## What to do
In the records below, find the line that contains "Task: place a pin on each instance of the bench backrest.". Retype that line and all the lines after it through the end, leaving out the pictures.

## Exercise input
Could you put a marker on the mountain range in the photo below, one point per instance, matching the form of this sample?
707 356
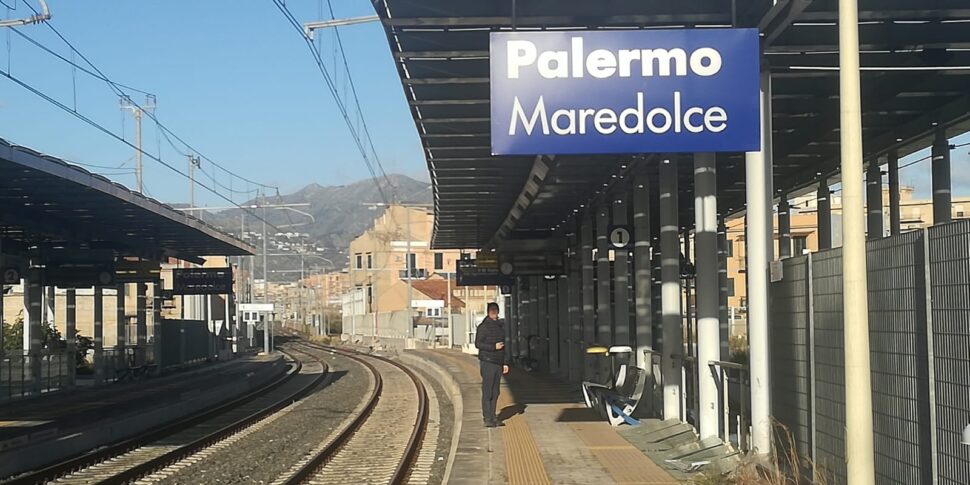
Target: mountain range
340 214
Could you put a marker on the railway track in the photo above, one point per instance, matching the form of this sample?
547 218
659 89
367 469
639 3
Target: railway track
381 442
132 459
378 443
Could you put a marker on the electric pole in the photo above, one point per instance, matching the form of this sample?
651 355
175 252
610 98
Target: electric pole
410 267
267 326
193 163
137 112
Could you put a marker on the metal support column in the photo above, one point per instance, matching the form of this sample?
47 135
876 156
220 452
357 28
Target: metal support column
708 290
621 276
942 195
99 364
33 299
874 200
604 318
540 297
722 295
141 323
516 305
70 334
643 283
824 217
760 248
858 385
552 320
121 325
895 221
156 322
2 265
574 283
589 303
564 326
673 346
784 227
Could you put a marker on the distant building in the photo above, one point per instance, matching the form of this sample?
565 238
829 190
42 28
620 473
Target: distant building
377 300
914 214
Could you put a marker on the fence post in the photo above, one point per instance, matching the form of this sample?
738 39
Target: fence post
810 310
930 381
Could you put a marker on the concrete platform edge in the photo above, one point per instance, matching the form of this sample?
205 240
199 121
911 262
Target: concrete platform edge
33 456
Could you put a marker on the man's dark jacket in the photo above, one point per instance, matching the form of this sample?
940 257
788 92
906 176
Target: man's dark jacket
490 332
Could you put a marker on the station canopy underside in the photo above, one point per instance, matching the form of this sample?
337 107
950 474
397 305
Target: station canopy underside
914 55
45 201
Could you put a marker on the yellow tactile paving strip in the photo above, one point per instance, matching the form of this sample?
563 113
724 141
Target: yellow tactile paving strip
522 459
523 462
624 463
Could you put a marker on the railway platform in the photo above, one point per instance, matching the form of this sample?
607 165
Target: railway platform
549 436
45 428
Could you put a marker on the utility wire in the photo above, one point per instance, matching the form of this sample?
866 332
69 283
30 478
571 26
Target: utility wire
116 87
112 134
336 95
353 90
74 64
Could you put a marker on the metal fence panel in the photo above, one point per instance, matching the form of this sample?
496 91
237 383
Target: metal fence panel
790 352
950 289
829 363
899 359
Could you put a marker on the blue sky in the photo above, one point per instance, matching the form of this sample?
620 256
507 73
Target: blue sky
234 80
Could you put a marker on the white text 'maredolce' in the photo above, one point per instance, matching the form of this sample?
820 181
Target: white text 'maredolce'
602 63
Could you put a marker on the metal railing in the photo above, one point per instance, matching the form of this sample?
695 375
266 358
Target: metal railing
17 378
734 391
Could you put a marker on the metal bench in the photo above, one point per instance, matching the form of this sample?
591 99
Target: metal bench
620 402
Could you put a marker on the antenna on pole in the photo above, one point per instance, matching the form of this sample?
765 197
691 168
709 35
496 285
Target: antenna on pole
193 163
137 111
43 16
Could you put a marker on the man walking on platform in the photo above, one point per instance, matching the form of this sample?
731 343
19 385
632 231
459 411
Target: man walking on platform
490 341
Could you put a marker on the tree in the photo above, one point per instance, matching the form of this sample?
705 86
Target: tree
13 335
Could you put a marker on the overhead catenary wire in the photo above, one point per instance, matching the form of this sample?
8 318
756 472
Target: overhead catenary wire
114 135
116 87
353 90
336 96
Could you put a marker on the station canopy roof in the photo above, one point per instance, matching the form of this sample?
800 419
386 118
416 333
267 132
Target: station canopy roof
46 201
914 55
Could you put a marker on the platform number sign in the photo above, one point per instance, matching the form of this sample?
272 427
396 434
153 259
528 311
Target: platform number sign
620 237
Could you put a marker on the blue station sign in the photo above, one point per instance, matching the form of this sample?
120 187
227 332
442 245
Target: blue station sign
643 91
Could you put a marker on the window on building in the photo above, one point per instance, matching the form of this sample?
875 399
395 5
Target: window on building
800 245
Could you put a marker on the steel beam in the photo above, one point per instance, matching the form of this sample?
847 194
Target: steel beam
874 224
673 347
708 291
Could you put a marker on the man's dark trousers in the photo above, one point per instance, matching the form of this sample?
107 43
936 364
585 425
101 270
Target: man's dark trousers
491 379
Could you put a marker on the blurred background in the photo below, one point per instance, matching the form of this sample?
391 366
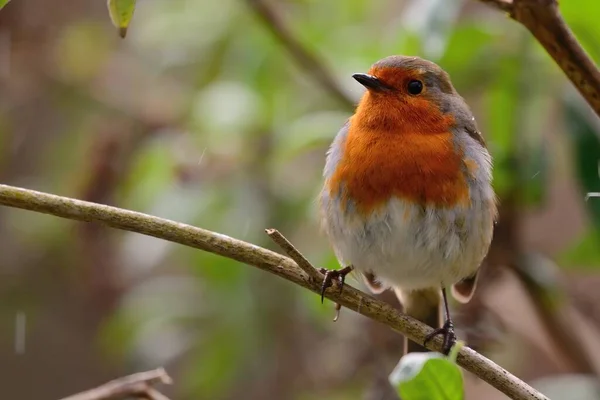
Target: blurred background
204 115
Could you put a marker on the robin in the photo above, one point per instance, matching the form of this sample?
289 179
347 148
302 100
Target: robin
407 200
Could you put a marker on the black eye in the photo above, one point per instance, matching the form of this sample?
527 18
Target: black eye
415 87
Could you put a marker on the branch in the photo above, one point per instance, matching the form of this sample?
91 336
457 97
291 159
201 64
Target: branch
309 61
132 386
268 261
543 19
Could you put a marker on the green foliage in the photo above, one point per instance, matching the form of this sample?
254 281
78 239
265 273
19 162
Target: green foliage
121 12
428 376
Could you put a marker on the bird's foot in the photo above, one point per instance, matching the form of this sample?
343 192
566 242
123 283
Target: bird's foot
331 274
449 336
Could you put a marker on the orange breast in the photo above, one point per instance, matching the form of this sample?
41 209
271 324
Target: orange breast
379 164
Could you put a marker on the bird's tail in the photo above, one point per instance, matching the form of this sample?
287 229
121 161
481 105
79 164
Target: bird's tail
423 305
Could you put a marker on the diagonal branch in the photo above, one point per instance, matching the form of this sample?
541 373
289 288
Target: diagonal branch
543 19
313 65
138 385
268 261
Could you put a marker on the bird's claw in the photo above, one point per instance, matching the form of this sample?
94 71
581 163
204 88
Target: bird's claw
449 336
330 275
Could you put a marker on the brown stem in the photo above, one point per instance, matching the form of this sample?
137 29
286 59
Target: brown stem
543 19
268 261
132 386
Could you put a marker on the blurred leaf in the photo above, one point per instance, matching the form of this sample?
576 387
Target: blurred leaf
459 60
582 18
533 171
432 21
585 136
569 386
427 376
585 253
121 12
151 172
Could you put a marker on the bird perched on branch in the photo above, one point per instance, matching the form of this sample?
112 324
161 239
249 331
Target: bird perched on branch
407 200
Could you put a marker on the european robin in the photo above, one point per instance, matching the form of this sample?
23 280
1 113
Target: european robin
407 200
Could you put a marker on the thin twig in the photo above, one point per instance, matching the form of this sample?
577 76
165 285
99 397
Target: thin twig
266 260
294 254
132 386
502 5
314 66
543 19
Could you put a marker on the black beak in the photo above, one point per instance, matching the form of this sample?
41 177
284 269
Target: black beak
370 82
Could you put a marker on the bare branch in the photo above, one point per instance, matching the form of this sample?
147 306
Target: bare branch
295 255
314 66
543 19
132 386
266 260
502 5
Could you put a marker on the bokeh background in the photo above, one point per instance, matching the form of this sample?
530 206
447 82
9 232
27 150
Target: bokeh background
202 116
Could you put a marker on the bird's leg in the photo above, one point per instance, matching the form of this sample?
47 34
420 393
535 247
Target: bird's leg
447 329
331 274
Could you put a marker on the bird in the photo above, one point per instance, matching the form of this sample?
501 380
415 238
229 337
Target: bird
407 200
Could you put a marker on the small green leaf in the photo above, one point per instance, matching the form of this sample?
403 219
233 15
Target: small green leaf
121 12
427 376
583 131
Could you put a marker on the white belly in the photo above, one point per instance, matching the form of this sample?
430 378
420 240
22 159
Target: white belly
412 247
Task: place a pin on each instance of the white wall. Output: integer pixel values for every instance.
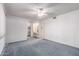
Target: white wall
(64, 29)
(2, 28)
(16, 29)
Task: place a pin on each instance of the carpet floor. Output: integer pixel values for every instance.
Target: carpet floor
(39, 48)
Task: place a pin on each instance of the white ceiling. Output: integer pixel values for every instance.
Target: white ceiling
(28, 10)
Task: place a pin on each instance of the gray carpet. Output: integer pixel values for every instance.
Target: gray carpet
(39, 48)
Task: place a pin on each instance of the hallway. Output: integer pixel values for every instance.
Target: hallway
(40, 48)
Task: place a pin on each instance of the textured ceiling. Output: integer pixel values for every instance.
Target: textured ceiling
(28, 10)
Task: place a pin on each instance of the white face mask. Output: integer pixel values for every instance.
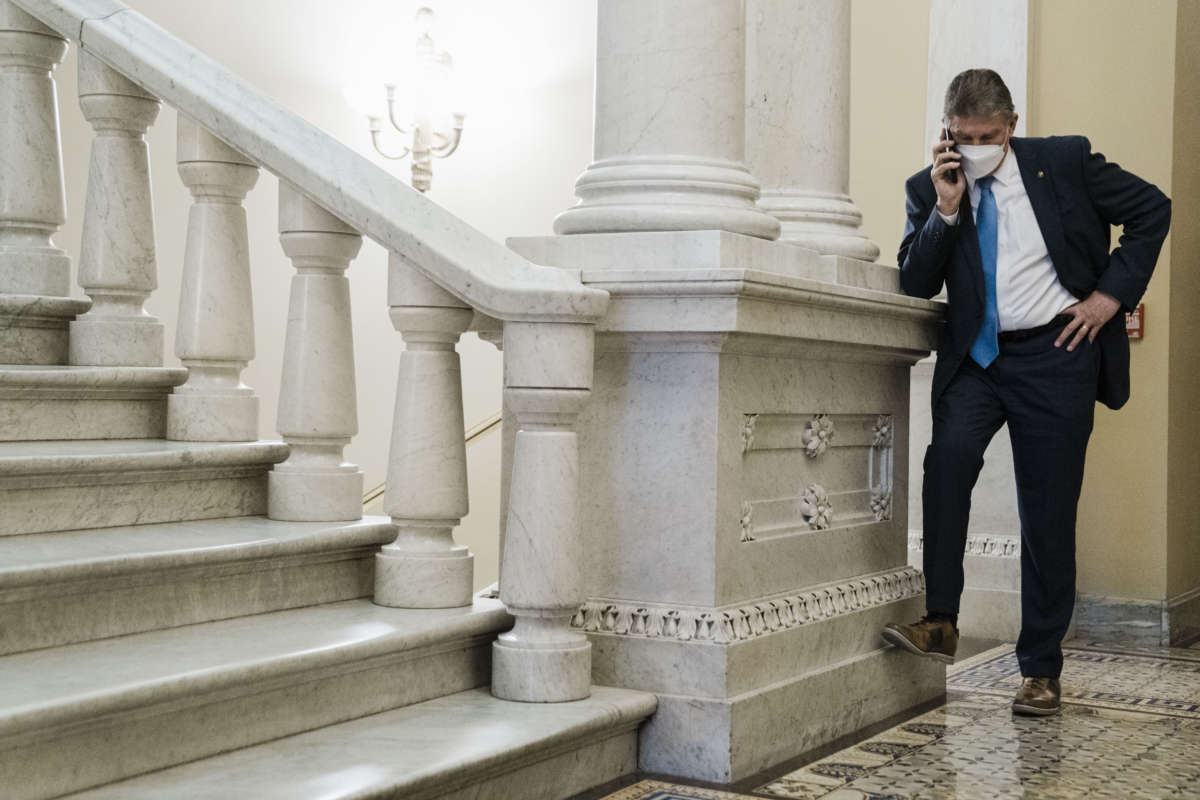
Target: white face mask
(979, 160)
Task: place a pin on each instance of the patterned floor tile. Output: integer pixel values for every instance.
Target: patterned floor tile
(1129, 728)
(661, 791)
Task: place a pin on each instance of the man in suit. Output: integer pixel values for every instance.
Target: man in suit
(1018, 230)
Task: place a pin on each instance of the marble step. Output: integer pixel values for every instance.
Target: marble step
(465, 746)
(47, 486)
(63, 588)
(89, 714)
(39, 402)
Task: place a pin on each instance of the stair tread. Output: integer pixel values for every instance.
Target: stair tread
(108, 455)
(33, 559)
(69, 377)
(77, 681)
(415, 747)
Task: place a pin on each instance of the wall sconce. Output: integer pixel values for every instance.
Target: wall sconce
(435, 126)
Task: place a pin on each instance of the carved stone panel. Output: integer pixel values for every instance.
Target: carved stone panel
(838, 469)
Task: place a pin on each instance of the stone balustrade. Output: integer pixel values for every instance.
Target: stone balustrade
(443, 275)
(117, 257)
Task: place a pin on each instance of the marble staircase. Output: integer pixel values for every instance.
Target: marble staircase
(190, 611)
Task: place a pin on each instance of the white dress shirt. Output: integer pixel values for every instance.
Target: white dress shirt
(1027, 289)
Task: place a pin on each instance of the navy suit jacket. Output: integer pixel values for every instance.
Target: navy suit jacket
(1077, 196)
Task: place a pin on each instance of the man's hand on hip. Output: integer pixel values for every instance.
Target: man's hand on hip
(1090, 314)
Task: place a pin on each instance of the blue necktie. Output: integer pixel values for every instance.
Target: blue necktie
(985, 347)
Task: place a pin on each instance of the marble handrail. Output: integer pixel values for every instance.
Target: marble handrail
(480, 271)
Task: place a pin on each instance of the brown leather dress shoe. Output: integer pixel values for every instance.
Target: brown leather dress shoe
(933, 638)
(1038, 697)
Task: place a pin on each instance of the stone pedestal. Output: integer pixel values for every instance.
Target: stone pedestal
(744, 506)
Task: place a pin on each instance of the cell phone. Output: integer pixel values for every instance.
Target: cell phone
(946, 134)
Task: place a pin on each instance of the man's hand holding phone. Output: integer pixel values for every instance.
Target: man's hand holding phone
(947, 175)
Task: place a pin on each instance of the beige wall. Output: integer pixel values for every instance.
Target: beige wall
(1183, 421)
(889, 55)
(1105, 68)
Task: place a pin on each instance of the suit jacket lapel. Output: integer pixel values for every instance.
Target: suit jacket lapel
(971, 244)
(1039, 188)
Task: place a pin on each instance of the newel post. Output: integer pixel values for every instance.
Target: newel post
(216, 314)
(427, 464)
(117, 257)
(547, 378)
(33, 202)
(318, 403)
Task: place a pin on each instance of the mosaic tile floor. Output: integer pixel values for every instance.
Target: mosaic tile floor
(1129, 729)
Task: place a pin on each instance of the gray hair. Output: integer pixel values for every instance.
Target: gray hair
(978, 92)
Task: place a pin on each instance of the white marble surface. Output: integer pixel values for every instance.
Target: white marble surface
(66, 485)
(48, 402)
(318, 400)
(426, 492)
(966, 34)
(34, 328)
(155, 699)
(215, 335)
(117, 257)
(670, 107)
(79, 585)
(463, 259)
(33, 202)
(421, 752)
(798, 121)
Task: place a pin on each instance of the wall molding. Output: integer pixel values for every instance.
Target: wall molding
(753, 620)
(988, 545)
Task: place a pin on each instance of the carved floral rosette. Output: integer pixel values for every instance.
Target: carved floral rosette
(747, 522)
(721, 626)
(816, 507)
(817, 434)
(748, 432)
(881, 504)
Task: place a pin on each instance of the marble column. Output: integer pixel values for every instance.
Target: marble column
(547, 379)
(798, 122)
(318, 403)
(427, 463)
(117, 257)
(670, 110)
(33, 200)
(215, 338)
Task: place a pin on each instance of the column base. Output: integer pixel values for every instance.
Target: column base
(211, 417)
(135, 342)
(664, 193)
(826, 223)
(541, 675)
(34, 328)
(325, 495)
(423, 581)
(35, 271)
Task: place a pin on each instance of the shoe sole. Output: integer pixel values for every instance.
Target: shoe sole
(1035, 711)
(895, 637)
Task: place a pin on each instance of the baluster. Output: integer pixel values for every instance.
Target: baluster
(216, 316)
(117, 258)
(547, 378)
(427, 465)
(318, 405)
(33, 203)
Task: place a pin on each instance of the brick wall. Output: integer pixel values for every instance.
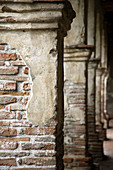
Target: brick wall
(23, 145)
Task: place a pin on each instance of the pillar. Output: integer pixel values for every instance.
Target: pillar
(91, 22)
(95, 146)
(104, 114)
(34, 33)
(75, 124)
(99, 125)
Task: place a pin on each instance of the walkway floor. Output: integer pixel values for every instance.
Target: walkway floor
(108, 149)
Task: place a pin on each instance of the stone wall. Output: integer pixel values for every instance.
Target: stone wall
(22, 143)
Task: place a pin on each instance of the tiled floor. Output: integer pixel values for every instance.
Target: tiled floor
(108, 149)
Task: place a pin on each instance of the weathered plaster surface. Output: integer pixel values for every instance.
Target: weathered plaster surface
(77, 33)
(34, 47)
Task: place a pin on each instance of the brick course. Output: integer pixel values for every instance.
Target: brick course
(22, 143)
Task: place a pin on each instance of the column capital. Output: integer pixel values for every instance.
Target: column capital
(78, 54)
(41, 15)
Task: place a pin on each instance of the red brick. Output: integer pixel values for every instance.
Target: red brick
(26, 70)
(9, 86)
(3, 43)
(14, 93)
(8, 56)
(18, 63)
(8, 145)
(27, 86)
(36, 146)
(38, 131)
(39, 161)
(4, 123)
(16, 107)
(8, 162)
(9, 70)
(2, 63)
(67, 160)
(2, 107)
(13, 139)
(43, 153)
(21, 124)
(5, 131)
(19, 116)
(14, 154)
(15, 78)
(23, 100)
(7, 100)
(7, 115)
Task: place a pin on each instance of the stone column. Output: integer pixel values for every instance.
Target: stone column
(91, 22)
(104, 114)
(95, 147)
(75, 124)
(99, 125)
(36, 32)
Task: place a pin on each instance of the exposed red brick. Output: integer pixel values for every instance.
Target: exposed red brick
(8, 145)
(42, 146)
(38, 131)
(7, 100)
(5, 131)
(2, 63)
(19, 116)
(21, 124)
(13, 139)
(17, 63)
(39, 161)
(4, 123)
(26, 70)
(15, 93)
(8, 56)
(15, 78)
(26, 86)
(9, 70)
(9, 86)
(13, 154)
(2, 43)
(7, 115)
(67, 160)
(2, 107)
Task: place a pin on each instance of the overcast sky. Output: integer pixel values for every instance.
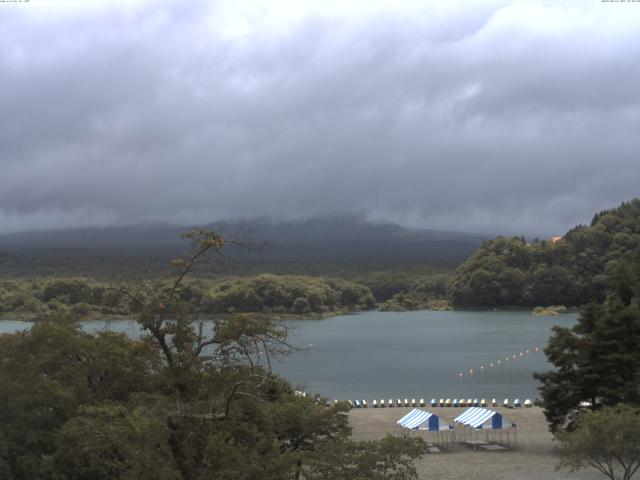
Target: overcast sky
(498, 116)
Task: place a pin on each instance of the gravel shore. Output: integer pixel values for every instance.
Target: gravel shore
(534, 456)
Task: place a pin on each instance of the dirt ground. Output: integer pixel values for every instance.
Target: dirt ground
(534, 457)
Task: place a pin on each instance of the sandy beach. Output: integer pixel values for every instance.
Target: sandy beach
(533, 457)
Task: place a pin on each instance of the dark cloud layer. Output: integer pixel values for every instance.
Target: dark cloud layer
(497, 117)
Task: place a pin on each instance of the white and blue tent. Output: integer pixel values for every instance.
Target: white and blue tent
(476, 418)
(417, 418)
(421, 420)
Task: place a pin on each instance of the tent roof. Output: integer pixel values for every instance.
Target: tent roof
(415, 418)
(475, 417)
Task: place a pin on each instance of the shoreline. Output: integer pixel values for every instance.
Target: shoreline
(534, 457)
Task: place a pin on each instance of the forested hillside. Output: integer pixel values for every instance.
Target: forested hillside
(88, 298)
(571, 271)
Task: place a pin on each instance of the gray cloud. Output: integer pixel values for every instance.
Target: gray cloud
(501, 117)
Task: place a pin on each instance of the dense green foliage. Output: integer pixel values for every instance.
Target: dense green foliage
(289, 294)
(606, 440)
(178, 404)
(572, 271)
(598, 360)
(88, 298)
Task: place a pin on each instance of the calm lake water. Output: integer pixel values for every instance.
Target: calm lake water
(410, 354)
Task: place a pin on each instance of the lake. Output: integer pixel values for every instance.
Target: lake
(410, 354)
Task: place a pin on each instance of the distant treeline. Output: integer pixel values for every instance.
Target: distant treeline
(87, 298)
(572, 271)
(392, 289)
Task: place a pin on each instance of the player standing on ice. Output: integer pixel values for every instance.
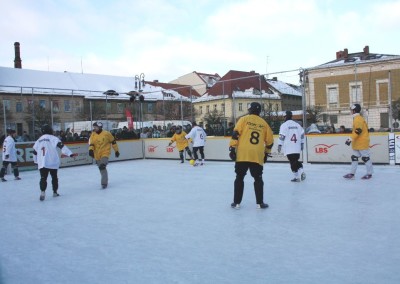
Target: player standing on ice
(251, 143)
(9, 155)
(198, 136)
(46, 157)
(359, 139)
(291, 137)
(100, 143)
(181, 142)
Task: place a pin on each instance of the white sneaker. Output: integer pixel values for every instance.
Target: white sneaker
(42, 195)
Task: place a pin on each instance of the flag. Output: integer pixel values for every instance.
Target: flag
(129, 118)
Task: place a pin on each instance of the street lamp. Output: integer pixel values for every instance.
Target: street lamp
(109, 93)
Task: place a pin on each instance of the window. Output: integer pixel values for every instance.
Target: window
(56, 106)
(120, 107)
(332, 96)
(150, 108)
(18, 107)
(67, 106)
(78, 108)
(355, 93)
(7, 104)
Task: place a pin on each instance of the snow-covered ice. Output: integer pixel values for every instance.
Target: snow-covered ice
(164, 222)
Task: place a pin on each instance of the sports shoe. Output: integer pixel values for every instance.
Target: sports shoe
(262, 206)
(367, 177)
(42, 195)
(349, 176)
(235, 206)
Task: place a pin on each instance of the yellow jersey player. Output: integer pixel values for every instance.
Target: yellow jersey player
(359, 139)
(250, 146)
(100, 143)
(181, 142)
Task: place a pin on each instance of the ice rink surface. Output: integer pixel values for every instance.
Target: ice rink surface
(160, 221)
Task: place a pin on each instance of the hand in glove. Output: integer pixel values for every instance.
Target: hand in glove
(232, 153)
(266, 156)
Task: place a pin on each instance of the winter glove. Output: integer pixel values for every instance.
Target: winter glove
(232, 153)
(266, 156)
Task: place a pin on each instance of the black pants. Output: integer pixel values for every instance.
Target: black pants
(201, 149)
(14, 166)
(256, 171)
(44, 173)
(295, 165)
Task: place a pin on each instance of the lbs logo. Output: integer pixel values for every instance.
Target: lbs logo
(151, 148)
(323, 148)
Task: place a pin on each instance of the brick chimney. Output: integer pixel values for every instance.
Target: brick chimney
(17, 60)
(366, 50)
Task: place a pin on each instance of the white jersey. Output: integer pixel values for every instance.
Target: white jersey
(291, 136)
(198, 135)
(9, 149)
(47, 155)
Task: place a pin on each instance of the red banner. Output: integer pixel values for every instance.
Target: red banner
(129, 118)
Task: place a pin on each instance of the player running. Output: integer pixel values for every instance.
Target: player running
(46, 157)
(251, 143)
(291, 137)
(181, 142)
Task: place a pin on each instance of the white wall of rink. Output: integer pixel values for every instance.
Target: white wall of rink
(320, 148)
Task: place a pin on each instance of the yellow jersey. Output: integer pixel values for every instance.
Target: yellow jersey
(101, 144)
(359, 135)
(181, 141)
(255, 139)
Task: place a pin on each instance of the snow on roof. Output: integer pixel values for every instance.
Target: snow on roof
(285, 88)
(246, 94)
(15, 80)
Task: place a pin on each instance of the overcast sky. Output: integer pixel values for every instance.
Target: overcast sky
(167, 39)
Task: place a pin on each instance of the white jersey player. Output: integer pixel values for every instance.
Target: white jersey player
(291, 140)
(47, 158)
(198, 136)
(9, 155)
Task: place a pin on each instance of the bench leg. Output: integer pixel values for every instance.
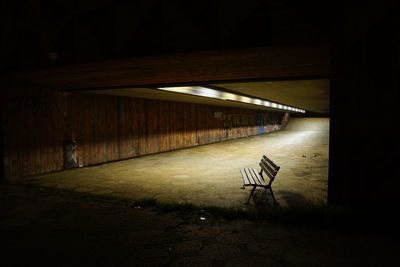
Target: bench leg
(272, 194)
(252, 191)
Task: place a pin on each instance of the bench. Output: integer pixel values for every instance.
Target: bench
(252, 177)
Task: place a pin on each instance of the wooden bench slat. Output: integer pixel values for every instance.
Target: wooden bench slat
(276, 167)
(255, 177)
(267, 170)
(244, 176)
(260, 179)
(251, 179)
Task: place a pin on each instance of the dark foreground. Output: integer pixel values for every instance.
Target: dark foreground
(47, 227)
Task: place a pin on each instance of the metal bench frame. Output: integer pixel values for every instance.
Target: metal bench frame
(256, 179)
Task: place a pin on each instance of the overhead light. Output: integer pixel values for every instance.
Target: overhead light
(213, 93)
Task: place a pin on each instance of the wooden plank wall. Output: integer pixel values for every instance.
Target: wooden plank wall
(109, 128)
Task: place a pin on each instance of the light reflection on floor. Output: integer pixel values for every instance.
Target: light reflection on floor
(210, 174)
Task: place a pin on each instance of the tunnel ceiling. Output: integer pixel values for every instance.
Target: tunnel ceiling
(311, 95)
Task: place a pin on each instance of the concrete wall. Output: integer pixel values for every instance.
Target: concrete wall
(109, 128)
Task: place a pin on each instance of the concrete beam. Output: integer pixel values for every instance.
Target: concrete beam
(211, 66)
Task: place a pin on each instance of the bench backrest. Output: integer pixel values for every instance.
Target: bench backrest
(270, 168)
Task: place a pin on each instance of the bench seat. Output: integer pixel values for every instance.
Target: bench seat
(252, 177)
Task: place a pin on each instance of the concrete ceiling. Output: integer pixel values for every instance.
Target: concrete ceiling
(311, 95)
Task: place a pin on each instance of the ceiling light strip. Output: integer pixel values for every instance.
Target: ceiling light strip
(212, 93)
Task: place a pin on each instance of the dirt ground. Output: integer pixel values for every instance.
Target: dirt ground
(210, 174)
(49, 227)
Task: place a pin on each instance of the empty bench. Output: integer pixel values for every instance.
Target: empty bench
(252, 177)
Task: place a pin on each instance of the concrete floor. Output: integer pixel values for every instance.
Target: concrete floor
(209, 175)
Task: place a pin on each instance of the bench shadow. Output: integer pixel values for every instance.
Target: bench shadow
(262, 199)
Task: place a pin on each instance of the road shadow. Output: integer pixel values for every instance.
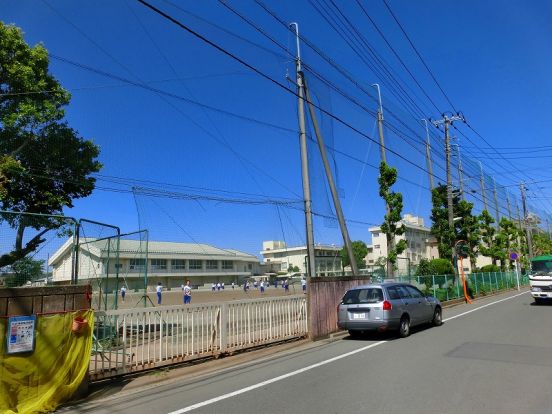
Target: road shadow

## The solution
Task: place a pin on each instance of the bench backrest. Output: integer pixel values for every instance.
Target: bench backrest
(270, 168)
Task: place a pin on each instance of the bench seat. Output: integer pixel values for every instance.
Target: bench seat
(252, 177)
Task: place a pin on each instance of the concrete ceiling. Output: integer pixel values for every instance.
Target: concrete ceiling
(311, 95)
Task: place a pin on each instance of the ceiling light strip. Output: integer pixel values for every instance.
Target: ceiling light strip
(212, 93)
Task: place a pin on each instance of the dirt ground. Output: integer pixel values for every instance.
Target: dirt ground
(210, 174)
(49, 227)
Task: place a pin on each instance of the empty bench. Output: integer pixel values for every instance.
Target: empty bench
(252, 177)
Task: place a pin on each instance of the concrete floor. Output: integer pixel values for every instance.
Target: concrete floor
(209, 175)
Task: place a pin on each instance of the bench shadow. Output: integer pixel values for every instance.
Target: bench shadow
(262, 199)
Task: place a pin on each instance of the road shadow. Output: integer pixel values for every instance.
Target: road shadow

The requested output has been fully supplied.